Render the data below as a numbered list, omitting blank lines and any pictures.

» Material

%%

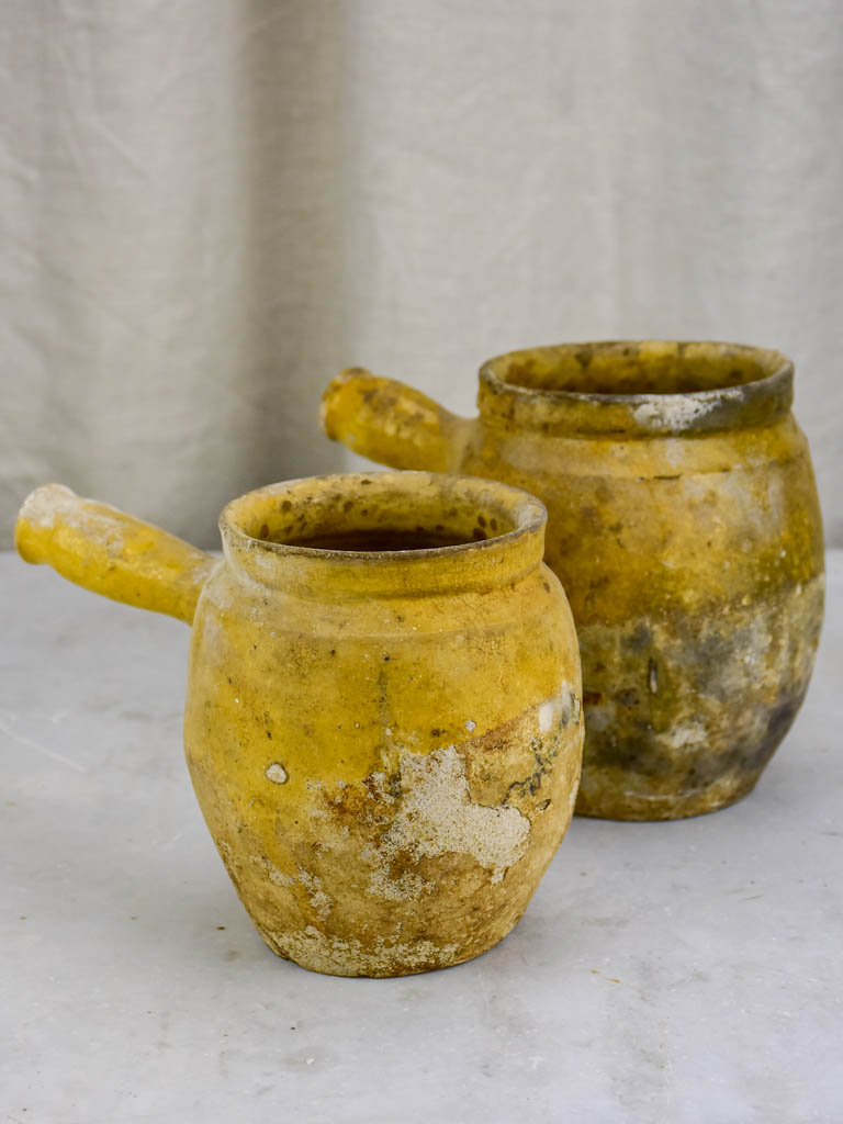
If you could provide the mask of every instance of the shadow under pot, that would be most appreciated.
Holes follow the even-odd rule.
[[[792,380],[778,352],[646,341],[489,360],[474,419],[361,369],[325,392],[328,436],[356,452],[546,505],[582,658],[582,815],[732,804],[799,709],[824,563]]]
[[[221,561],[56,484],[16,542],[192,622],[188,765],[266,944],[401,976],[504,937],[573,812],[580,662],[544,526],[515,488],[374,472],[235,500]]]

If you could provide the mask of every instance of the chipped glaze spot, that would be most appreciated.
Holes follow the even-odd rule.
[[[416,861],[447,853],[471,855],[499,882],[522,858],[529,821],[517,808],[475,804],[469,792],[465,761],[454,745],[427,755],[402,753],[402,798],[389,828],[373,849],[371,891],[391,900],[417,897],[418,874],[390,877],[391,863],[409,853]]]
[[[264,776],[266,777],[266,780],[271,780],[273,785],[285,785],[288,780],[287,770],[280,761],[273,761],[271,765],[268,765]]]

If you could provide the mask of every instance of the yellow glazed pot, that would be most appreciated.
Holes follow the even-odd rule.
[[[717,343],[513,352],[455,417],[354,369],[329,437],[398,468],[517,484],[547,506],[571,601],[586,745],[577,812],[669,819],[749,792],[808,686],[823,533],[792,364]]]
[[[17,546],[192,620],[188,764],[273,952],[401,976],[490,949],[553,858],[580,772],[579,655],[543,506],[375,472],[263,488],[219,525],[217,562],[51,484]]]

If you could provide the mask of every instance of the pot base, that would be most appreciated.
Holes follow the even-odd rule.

%%

» Output
1. If you could provide the mask of every instance of the shadow under pot, that would be most appreciated.
2. Holes follow the even-odd rule.
3. [[[792,380],[778,352],[646,341],[489,360],[474,419],[361,369],[325,392],[328,436],[356,452],[546,505],[582,658],[582,815],[732,804],[799,709],[824,563]]]
4. [[[221,561],[56,484],[16,542],[192,622],[188,765],[266,944],[401,976],[504,937],[573,812],[580,662],[544,526],[515,488],[374,472],[235,500]]]
5. If you could provide the mask of every instance of the chipped glaze spot, that would be most appreciated.
6. Holes follow the even-odd rule.
7. [[[416,861],[447,853],[471,855],[499,882],[522,858],[529,821],[517,808],[475,804],[469,792],[465,761],[454,745],[427,755],[402,753],[402,798],[389,828],[373,849],[371,891],[391,900],[417,897],[418,874],[390,877],[391,863],[409,853]]]
8. [[[264,776],[266,777],[266,780],[271,780],[273,785],[285,785],[288,780],[287,770],[280,761],[273,761],[271,765],[268,765]]]
9. If you could provide the mask of every instance of the yellow glazed pot, that would be most appreciated.
10. Holes follow the even-odd rule.
11. [[[717,343],[513,352],[455,417],[354,369],[329,437],[398,468],[517,484],[547,506],[571,601],[586,745],[577,812],[669,819],[749,792],[808,686],[823,533],[792,364]]]
12. [[[17,546],[192,620],[188,764],[273,952],[401,976],[490,949],[553,858],[580,772],[579,655],[543,506],[375,472],[263,488],[219,525],[217,562],[51,484]]]
13. If you could provide the mask of every instance of the pot base, that would be most appreciated.
14. Holes follow the even-odd rule.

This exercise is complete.